■ BRONDOCUMENT ■
::::

Coaching

Is uw internbegeleider een goede coach? Haalt hij of zij het beste uit uw mensen? Worden nieuwe mensen op een dusdanige wijze begeleid dat zij snel een waardevolle plaats in kunnen nemen in uw team? Maar ook: bent u en uw staf in staat om op basis van heldere criteria het kaf van het koren te scheiden en de goede mensen voor uw organisatie te behouden en de mindere kandidaten op een zorgvuldige wijze richting ander werk te adviseren?
Orthoconsult Limburg is uw partner in de beantwoording van deze vragen. Vanuit een ruime ervaring in begeleiding en coaching gaan wij uw intern begeleiders opleiden tot coach. Wij zetten daarbij op de volgende manier in:

De kwaliteit van de samenwerking tussen een begeleider of coach van onderwijsgevenden in opleiding is cruciaal voor de kwaliteit van de leerervaringen in de schoolpraktijk (Glickman & Bey 1990). Met name de intentie, aanpak en inhoud van coachingsgesprekken op de werkplek spelen hierbij een belangrijke rol. Alhoewel (duale) opleidingen voor onderwijsgevenden in binnen- en buitenland al jarenlang scholing voor mentoren of coaches van (aanstaande) leraren verzorgen, is er weinig onderzoek voorhanden over de effecten (transfer) van dergelijke professionaliseringsactiviteiten op het mentor- of coachgedrag in de praktijk van alledag. Bennett & Dunne (1995) constateren op basis van onderzoek ten aanzien van de mentor- en coachingspraktijk onder andere dat :

• er grote verschillen bestaan in de begeleiding, als gevolg van gebrek aan training, onduidelijkheden ten aanzien van de begeleiderrol en het doel van de begeleiding. Begeleiders handelen daarom vaak intuïtief en niet op basis van duidelijke begeleidingsdoelen en -strategieën. Zij zien hun rol vooral als verzorgend en mentaal ondersteunend en veel minder als stimulator van reflectie op het concrete denken en doen met betrekking tot het onderwijs in de klas;
• in de gesprekken tussen collega’s er nauwelijks sprake is van diepgang en structuur. De gesprekken zijn vaak oppervlakkig en gaan over onderwerpen die nauwelijks iets te maken hebben met het onderwijs en de taken in de klas zelf;
• (intern-) en leerlingbegeleiders vaak te weinig expertise in vakinhoudelijke, vakdidactische en klassenmanagementstrategieën hebben, waardoor de (aanstaande) leraar te weinig leert.

::::

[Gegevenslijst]

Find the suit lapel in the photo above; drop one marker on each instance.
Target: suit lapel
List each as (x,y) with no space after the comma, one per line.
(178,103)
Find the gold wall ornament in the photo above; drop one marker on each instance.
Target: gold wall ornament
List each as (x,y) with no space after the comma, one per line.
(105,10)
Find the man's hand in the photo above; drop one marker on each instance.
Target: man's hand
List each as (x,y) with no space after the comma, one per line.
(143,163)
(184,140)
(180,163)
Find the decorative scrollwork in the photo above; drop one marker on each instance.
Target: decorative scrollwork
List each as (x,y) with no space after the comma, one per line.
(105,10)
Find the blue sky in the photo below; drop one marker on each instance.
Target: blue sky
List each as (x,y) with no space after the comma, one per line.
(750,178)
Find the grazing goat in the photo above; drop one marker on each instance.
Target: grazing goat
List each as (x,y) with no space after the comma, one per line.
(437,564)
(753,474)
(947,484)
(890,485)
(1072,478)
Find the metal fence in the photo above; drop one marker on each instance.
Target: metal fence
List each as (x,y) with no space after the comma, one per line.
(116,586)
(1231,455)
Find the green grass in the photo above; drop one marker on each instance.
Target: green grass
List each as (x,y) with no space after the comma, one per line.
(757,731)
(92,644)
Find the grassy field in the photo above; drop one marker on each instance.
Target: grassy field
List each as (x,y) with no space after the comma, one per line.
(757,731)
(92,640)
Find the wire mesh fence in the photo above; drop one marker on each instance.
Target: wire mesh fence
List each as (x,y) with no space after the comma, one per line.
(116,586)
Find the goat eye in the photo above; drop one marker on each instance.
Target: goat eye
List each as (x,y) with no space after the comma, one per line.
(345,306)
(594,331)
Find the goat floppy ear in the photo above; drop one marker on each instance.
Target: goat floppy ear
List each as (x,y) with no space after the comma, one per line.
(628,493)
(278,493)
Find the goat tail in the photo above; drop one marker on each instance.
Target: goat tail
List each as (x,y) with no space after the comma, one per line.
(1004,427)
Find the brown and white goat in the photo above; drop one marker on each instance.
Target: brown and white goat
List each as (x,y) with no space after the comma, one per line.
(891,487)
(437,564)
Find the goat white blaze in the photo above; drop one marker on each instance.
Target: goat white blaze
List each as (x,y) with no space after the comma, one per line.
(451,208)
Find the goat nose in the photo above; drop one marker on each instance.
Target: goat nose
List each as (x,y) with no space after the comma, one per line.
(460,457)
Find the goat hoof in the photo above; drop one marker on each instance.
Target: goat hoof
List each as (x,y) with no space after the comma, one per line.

::::

■ ONDERDELEN OPDRACHT ■
A. Kun je uit de tekst over coaching het stuk dat begint bij "Is uw internbegeleider" en eindigt bij "werk te adviseren?" woord voor woord weergeven?
B. Wil je de regels van de gegevenslijst letterlijk overschrijven, beginnend bij de regel met "Find the brown" en eindigend bij de laatste regel van die lijst, beide regels inbegrepen?
De tekst over coaching en de gegevenslijst staan volledig los van elkaar.

■ GEGEVEN ANTWOORDEN ■
A.
Is uw internbegeleider een goede coach? Haalt hij of zij het beste uit uw mensen? Worden nieuwe mensen op een dusdanige wijze begeleid dat zij snel een waardevolle plaats in kunnen nemen in uw team? Maar ook: bent u en uw staf in staat om op basis van heldere criteria het kaf van het koren te scheiden en de goede mensen voor uw organisatie te behouden en de mindere kandidaten op een zorgvuldige wijze richting ander werk te adviseren?

B.
Find the brown and white goat in the photo above; drop one marker on each instance.
Target: brown and white goat
List each as (x,y) with no space after the comma, one per line.
(891,487)
(437,564)
Find the goat white blaze in the photo above; drop one marker on each instance.
Target: goat white blaze
List each as (x,y) with no space after the comma, one per line.
(451,208)
Find the goat nose in the photo above; drop one marker on each instance.
Target: goat nose
List each as (x,y) with no space after the comma, one per line.
(460,457)
Find the goat hoof in the photo above; drop one marker on each instance.
Target: goat hoof
List each as (x,y) with no space after the comma, one per line.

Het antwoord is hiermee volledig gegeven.